Exercise prompt. Which lines of the data below contain the word "purple"? Report each of those lines in full.

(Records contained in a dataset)
· · · ·
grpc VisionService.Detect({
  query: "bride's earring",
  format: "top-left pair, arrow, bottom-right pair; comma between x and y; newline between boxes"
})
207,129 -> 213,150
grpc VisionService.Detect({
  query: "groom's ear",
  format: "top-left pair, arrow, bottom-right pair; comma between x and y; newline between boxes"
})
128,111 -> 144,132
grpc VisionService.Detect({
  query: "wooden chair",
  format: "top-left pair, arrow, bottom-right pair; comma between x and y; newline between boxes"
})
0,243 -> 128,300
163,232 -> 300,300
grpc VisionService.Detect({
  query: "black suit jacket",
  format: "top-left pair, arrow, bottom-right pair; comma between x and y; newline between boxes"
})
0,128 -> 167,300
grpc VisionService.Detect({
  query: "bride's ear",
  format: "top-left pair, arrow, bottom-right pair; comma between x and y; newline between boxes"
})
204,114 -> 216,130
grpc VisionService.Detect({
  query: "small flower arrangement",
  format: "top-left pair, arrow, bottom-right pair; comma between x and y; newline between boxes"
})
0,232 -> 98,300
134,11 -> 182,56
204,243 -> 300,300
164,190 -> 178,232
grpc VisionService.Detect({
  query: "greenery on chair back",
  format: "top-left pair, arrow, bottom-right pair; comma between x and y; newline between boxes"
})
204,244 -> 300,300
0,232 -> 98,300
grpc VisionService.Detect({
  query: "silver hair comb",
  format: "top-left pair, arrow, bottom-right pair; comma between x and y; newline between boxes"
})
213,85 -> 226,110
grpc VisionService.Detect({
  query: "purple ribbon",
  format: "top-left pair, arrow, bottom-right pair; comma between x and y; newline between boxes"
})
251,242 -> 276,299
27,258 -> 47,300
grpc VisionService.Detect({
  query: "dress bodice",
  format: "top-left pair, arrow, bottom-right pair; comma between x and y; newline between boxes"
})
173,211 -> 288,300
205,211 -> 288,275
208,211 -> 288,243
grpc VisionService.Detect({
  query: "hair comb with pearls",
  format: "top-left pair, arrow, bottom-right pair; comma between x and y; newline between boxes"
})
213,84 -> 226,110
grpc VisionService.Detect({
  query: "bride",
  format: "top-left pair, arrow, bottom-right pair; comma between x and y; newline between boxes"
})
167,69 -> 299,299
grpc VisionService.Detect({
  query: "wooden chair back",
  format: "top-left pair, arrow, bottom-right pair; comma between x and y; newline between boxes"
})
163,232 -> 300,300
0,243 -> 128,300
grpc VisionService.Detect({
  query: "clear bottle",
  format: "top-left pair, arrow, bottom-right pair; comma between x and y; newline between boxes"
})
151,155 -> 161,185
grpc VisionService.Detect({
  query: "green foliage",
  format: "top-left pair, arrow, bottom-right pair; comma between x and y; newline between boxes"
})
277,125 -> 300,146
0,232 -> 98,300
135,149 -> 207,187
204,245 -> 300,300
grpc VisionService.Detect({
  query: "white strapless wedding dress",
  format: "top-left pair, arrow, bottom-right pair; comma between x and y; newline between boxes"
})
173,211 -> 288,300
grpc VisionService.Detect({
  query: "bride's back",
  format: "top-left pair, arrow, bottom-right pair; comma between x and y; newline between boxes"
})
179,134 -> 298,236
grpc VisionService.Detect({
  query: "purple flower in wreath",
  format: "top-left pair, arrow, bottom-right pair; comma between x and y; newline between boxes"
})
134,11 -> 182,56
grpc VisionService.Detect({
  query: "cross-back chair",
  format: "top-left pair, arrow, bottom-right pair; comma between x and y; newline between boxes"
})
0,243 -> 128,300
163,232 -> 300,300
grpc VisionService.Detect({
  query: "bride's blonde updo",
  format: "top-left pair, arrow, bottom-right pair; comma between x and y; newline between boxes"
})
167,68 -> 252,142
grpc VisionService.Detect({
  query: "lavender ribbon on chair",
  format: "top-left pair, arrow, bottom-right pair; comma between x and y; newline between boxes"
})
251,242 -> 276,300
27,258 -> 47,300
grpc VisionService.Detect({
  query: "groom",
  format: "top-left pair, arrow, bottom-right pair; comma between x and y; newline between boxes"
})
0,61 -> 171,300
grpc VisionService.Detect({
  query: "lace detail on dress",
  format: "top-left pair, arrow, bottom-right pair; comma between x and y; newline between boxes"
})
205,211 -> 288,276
· · · ·
Response to the exercise.
  query: "purple ribbon",
  query: "purple flower in wreath",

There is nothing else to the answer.